Belge alıntısı.
Adli Para Cezası Nedir? Türleri Nelerdir?
Cezalar işlenen suçun niteliğine ve ağırlığına göre, failin hürriyetine ve malvarlığına yönelik olabilir. Hükümlünün malvarlığına yönelen yaptırım, para cezasıdır. İşlenmiş olan bir suçtan dolayı kanunda öngörülen hadler arasında tayin olunacak bir miktar paranın devlet hâzinesine ödenmesi şeklinde 647 sayılı Kanunun 5. maddesinin 1. fıkrasında tanımlanan para cezası, 5237 sayılı Kanunun 52. maddesinin 1. fıkrasında adli para cezası şöyle tarif edilmektedir: Beş günden az ve kanunda aksine hüküm bulunmayan hâllerde yediyüzotuz günden fazla olmamak üzere belirlenen tam gün sayısının, bir gün karşılığı olarak takdir edilen miktar ile çarpılması suretiyle hesaplanan meblağın hükümlü tarafından Devlet Hâzinesine ödenmesinden ibarettir.
765 sayılı Kanunun 11 ve devam eden maddelerinde, cürümler için ağır para cezası, kabahatler için ise hafif para cezası uygulanacağı hüküm altına alınmıştır. 5237 sayılı Kanunda cürüm ve kabahat ayırımı kaldırılmış olduğundan, 765 sayılı Kanunda bu ayırımın bir sonucu olarak cürümler ve kabahatler için ayrı olarak kabul edilmiş bulunan farklı ceza sistemi terk edilmiş ve para cezaları bakımından tek para cezası kabul edilmiştir: Başka bir ifade ile 5237 sayılı Türk Ceza Kanunu ile 765 sayılı Kanunda öngörülen para cezası sistemi tümüyle terk edilmiş ve “gün para cezası sistemi” olarak kabul edilen yeni bir para cezası sistemi kabul edilmiştir.

Çıkarılan kayıtlar.

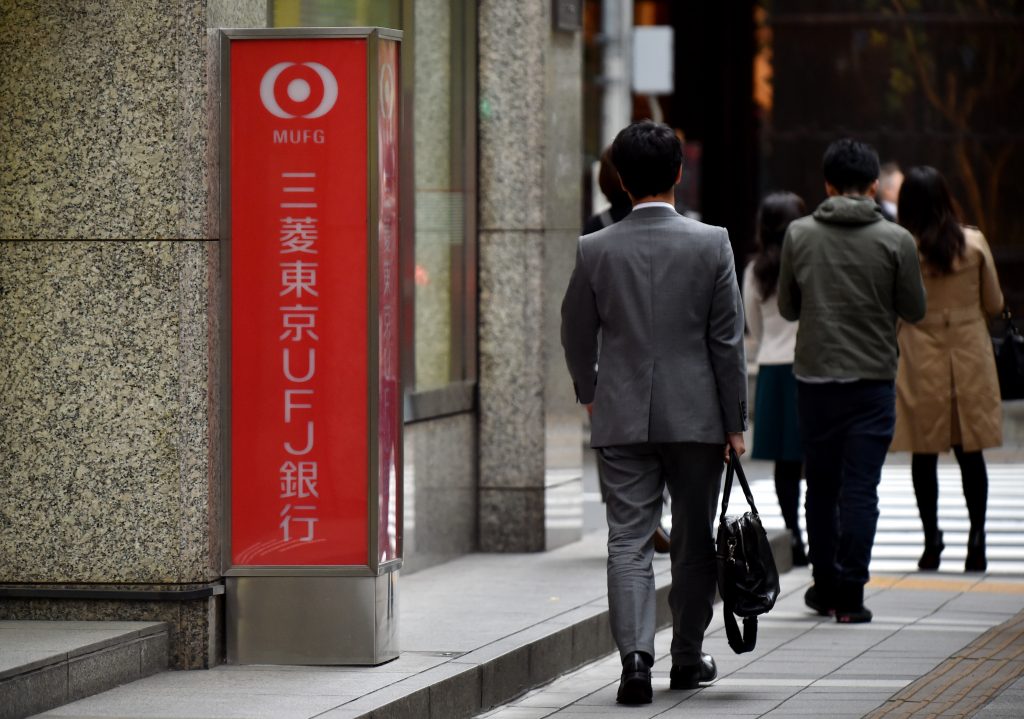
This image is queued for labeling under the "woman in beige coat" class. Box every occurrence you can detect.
[892,167,1002,572]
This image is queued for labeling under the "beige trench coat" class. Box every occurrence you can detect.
[891,227,1002,454]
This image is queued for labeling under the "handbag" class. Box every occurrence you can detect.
[715,449,779,654]
[992,309,1024,399]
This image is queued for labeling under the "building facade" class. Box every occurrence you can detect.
[0,0,583,668]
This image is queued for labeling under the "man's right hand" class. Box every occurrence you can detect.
[725,432,746,462]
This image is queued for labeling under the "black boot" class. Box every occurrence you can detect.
[918,530,946,569]
[836,582,872,624]
[792,530,807,566]
[964,530,988,572]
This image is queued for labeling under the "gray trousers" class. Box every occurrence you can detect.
[598,442,725,665]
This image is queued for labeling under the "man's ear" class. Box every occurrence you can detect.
[618,177,637,205]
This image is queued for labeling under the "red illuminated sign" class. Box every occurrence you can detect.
[228,37,387,566]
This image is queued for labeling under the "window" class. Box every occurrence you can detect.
[268,0,476,421]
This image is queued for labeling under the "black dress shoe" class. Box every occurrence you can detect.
[918,531,946,570]
[669,654,718,689]
[804,584,836,617]
[964,530,988,572]
[615,651,653,704]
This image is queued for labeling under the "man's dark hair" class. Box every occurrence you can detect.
[821,137,879,195]
[611,120,683,200]
[899,165,967,274]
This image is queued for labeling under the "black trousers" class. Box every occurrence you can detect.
[910,445,988,542]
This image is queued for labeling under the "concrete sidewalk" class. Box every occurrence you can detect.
[482,569,1024,719]
[22,533,1024,719]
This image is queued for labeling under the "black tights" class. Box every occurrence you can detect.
[775,460,804,533]
[910,445,988,537]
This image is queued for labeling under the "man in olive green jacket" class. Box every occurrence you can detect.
[778,139,925,623]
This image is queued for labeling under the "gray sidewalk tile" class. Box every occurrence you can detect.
[68,641,142,702]
[0,664,68,717]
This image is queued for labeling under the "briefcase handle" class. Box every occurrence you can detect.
[718,447,758,522]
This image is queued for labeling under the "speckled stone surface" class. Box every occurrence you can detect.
[0,595,224,669]
[0,0,266,240]
[478,0,548,230]
[478,0,582,551]
[479,231,544,489]
[480,487,546,552]
[0,242,219,583]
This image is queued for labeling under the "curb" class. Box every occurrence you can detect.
[339,531,793,719]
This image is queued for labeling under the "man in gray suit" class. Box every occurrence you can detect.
[562,121,746,704]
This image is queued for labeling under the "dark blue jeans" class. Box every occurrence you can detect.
[797,380,896,587]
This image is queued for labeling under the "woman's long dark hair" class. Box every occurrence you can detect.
[753,193,807,298]
[899,166,966,274]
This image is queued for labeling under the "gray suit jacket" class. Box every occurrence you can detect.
[562,207,746,447]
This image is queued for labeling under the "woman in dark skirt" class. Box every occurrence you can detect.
[743,193,807,566]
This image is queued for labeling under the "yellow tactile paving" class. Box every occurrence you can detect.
[868,610,1024,719]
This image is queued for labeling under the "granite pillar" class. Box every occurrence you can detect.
[478,0,583,551]
[0,0,266,667]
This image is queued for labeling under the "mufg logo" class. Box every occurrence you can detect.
[259,62,338,144]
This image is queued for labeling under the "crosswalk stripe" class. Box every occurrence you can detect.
[751,464,1024,574]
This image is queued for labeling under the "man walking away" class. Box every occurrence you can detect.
[778,139,925,623]
[562,121,746,704]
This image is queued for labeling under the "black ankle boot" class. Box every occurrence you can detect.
[964,531,988,572]
[918,530,946,569]
[836,582,872,624]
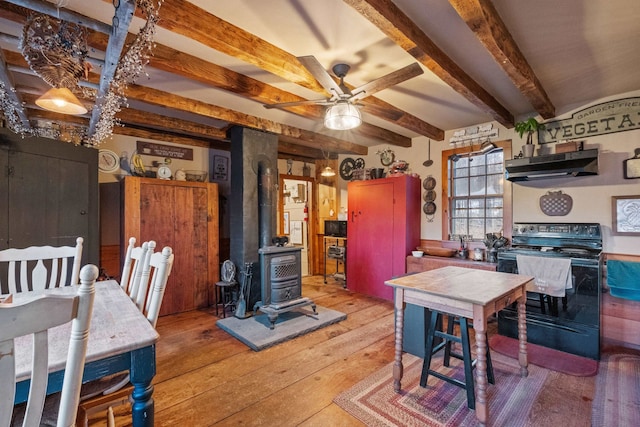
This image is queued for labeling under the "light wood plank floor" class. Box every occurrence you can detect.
[90,276,595,427]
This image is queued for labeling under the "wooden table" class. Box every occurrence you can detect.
[14,280,158,427]
[385,267,533,425]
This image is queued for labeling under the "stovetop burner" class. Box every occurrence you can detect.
[506,223,602,259]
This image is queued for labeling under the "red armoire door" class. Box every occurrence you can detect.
[347,179,394,300]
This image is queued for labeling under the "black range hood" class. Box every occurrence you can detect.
[504,149,598,181]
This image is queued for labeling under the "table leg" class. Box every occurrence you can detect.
[518,292,529,377]
[130,345,156,427]
[473,306,489,426]
[393,288,405,393]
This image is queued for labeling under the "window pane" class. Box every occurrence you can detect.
[452,178,469,197]
[449,150,504,240]
[487,175,504,195]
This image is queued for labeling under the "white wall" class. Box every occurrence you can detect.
[338,91,640,255]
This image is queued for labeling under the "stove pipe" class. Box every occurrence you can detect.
[258,161,276,248]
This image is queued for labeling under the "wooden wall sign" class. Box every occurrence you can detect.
[538,97,640,144]
[136,141,193,160]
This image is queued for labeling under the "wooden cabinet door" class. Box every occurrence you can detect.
[347,180,394,299]
[0,132,100,265]
[123,178,219,316]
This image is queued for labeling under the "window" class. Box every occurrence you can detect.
[442,140,511,240]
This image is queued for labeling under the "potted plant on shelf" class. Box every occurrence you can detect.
[515,117,544,157]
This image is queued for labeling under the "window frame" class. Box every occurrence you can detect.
[440,139,513,241]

Verilen görev. Adli para cezasıyla ilgili metinde "765 sayılı Kanunun" sözleriyle başlayıp "sistemi kabul edilmiştir." sözleri de dahil olmak üzere biten bölümü hiçbir değişiklik yapmadan verin. Bu kayıtlar metinle bağlantısı olmayan ayrı bir malzemedir.

Sorunun çözümü.
765 sayılı Kanunun 11 ve devam eden maddelerinde, cürümler için ağır para cezası, kabahatler için ise hafif para cezası uygulanacağı hüküm altına alınmıştır. 5237 sayılı Kanunda cürüm ve kabahat ayırımı kaldırılmış olduğundan, 765 sayılı Kanunda bu ayırımın bir sonucu olarak cürümler ve kabahatler için ayrı olarak kabul edilmiş bulunan farklı ceza sistemi terk edilmiş ve para cezaları bakımından tek para cezası kabul edilmiştir: Başka bir ifade ile 5237 sayılı Türk Ceza Kanunu ile 765 sayılı Kanunda öngörülen para cezası sistemi tümüyle terk edilmiş ve “gün para cezası sistemi” olarak kabul edilen yeni bir para cezası sistemi kabul edilmiştir.